Extracted data:
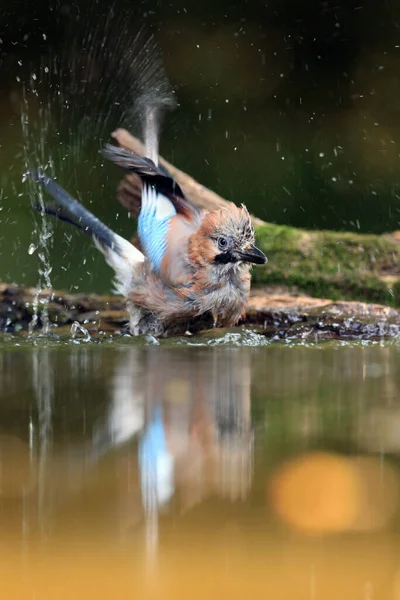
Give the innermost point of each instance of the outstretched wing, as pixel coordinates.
(166, 218)
(120, 254)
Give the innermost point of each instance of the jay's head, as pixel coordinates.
(226, 237)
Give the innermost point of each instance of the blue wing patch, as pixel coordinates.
(156, 463)
(153, 223)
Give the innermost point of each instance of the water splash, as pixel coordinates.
(43, 384)
(117, 73)
(78, 328)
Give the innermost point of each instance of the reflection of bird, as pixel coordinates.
(193, 263)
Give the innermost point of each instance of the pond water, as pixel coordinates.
(186, 471)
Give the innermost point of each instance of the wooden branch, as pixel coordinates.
(195, 192)
(284, 314)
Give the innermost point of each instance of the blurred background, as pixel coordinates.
(288, 106)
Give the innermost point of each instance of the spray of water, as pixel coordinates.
(108, 75)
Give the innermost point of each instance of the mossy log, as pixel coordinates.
(323, 264)
(275, 315)
(319, 283)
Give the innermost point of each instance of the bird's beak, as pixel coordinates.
(252, 254)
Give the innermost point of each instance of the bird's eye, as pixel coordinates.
(222, 243)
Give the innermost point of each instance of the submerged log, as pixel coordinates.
(279, 316)
(327, 264)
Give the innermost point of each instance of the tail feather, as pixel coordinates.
(144, 167)
(120, 254)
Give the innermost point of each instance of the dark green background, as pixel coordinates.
(289, 106)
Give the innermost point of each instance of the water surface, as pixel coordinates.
(188, 471)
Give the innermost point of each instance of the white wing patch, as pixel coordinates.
(125, 259)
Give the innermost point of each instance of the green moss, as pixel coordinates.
(329, 264)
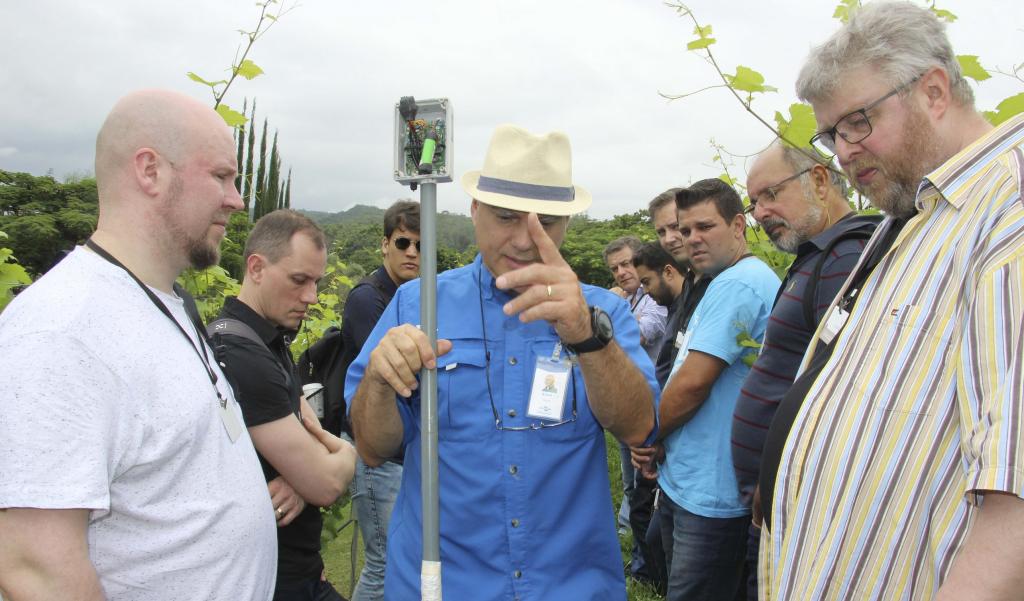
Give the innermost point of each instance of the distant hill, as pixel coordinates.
(357, 214)
(355, 235)
(454, 230)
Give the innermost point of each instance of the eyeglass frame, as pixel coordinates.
(401, 243)
(499, 425)
(818, 139)
(773, 189)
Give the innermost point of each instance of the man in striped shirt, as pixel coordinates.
(902, 473)
(802, 206)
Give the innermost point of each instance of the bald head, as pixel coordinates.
(165, 172)
(169, 123)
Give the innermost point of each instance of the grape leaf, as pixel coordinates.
(249, 70)
(699, 43)
(971, 68)
(1007, 109)
(230, 117)
(798, 129)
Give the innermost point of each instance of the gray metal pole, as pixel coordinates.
(430, 570)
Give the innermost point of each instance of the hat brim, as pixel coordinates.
(579, 204)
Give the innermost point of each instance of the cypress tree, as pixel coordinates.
(260, 177)
(272, 178)
(288, 189)
(248, 191)
(241, 134)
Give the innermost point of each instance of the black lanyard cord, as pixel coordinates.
(166, 311)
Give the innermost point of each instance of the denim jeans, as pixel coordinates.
(629, 483)
(705, 555)
(753, 550)
(374, 491)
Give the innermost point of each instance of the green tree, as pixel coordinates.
(12, 275)
(43, 217)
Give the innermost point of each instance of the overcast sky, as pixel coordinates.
(335, 70)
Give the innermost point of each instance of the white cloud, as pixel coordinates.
(334, 71)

Instructions to follow: Rewrite the listing as a two-column CSV with the headers text and points. Give each line that asks for pixel coordinates its own row, with that line in the first quoted field and all of its coordinates in the second quoted field, line breaks turned into spaces, and leave out the picture markers.

Solution to this exercise:
text,points
"Give the innermost point of each instance of the outstretched wing, as pixel coordinates.","(166, 218) (120, 254)"
"Give the innermost point of each instance of the jay's head, as pixel coordinates.","(226, 237)"
"Give the innermost point of each instance of the blue wing patch, as pixel coordinates.","(156, 463) (153, 223)"
"Give the innermost point of each instance of the water splash, as pixel coordinates.","(43, 384) (117, 73) (78, 328)"
"Give the innermost point of each instance of the reflection of bird, as pixel coordinates.","(193, 263)"
"Give the innermost point of each instance of the pond water, as pixel coordinates.","(186, 471)"
"Give the innermost point of each instance of the wooden branch, as pixel coordinates.","(195, 192) (284, 314)"
"Give the innermost point of each instance of the blurred background, as pixel coordinates.","(288, 106)"
"Give the innermost point of each instance of the spray of water, as pixel coordinates.","(108, 75)"
"Give the innermost point of each instance of the mossy log, as pixel coordinates.","(323, 264) (275, 315) (319, 283)"
"Give the innermost point of each instance of the bird's beak, as pixel coordinates.","(252, 254)"
"Give the innermost point of each instance of the bird's eye, as pixel coordinates.","(222, 243)"
"Give the innermost point of each instance of the submerged log, as pixel coordinates.","(279, 316) (327, 264)"
"Give the innermost point of each instance of the tail feather, as pixel coordinates.","(144, 167) (120, 254)"
"Give the innermost point of each instance of the dark green background, as pixel coordinates.","(289, 106)"
"Give the innermost point of each instance of the water surface, as pixel coordinates.","(188, 471)"
"Give the innermost point of each instance of the white wing patch, as pixel coordinates.","(125, 259)"
"Give the innermost point of each instance of the green moss, as pixel coordinates.","(329, 264)"
"Give the innermost point of each instance of the distant hill, as pixel coordinates.","(357, 214) (355, 235) (454, 230)"
"Give the innermost point of each instance of the eyeglass frame, as pixel coordinates.","(401, 243) (499, 425) (818, 139) (773, 189)"
"Give the innermost point of each instance of the man in striped shirt, as pixel coordinates.","(902, 473) (802, 206)"
"Give the innermost point of each instance of the bald head, as pixel coordinates.","(165, 172) (169, 123)"
"Give the innermost point of each instance of the grape leaf, as pixel coordinates.","(249, 70) (699, 43) (971, 68) (1007, 109) (230, 117) (798, 129)"
"Give the innermost point of each instance of the gray metal pole, as pixel coordinates.","(430, 570)"
"Give the innermost point of each instance of the hat brim, as pixel coordinates.","(579, 204)"
"Give the innermost point of each instance of the cypress tree, as pixel coordinates.","(260, 177) (272, 178) (288, 189) (248, 191) (241, 134)"
"Give the innermost point of each instance of the black lanyard cord, as pixel coordinates.","(166, 311)"
"Give the innermost point of each instance of the denim jeans, as pixel coordinates.","(629, 483) (705, 555) (753, 550) (374, 491)"
"Give the innermost point of each instance of the green tree, as pixel coordinates.","(12, 275) (43, 217)"
"Give the innermost point of each instance of the overcast sky, as pixel coordinates.","(335, 70)"
"Give the innermost point of each instance of the white cloud, as pixel coordinates.","(334, 71)"